Exercise description: Please tally the lines in the data below that contain the string "road", matching case exactly, and give only the number.

Dataset entries
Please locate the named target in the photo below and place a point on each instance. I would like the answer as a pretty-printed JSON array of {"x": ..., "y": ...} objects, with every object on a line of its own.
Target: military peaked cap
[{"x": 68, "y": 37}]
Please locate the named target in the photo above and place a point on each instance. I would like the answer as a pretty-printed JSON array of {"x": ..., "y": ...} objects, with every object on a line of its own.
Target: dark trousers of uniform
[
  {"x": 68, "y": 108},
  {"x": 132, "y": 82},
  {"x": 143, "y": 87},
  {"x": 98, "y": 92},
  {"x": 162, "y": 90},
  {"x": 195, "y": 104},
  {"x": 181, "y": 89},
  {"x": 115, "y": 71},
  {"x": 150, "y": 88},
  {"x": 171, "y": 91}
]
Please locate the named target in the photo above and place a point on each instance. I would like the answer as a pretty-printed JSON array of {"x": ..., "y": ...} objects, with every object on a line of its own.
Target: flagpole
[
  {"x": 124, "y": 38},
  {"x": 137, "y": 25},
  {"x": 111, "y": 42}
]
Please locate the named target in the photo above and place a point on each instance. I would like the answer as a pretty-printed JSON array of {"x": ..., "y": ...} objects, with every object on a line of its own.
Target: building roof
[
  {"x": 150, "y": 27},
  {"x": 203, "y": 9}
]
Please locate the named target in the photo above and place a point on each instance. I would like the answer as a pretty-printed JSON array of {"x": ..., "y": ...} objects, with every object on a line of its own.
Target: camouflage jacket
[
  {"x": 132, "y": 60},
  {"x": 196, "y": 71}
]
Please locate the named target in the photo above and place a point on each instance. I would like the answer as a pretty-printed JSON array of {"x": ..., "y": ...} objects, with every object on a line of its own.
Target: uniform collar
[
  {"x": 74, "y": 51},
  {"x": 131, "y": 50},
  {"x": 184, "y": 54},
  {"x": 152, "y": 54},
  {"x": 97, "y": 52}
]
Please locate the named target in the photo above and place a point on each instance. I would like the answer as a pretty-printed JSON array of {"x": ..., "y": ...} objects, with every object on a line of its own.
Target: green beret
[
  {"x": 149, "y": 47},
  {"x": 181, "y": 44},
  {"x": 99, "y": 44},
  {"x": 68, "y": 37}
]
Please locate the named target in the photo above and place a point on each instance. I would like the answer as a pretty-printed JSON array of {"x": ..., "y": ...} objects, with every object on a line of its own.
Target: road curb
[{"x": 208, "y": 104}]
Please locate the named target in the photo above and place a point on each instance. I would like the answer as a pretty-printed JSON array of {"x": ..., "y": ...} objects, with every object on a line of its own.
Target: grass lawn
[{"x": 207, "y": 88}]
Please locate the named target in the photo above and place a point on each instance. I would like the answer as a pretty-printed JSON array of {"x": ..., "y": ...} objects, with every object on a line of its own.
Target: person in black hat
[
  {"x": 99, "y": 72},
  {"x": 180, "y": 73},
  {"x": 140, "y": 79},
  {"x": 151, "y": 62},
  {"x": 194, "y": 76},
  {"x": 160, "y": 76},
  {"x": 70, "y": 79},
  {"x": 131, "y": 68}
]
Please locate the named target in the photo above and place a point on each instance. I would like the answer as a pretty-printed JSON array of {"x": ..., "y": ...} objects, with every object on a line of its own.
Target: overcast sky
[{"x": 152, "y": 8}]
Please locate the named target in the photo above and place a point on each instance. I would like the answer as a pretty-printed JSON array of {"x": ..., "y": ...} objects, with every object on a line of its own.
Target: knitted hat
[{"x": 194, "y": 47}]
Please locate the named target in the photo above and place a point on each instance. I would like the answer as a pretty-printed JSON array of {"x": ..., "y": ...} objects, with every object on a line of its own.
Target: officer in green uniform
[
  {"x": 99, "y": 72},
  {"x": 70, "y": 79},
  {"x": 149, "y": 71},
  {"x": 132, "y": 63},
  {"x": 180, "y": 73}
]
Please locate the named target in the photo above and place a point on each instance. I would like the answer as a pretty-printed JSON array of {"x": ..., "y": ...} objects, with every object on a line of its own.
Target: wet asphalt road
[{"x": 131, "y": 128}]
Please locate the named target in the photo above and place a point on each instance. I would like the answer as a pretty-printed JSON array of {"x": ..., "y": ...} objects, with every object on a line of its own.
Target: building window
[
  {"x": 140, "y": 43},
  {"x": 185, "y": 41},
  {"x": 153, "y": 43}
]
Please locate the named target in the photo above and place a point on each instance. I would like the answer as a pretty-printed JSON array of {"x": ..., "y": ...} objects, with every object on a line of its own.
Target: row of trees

Solution: 2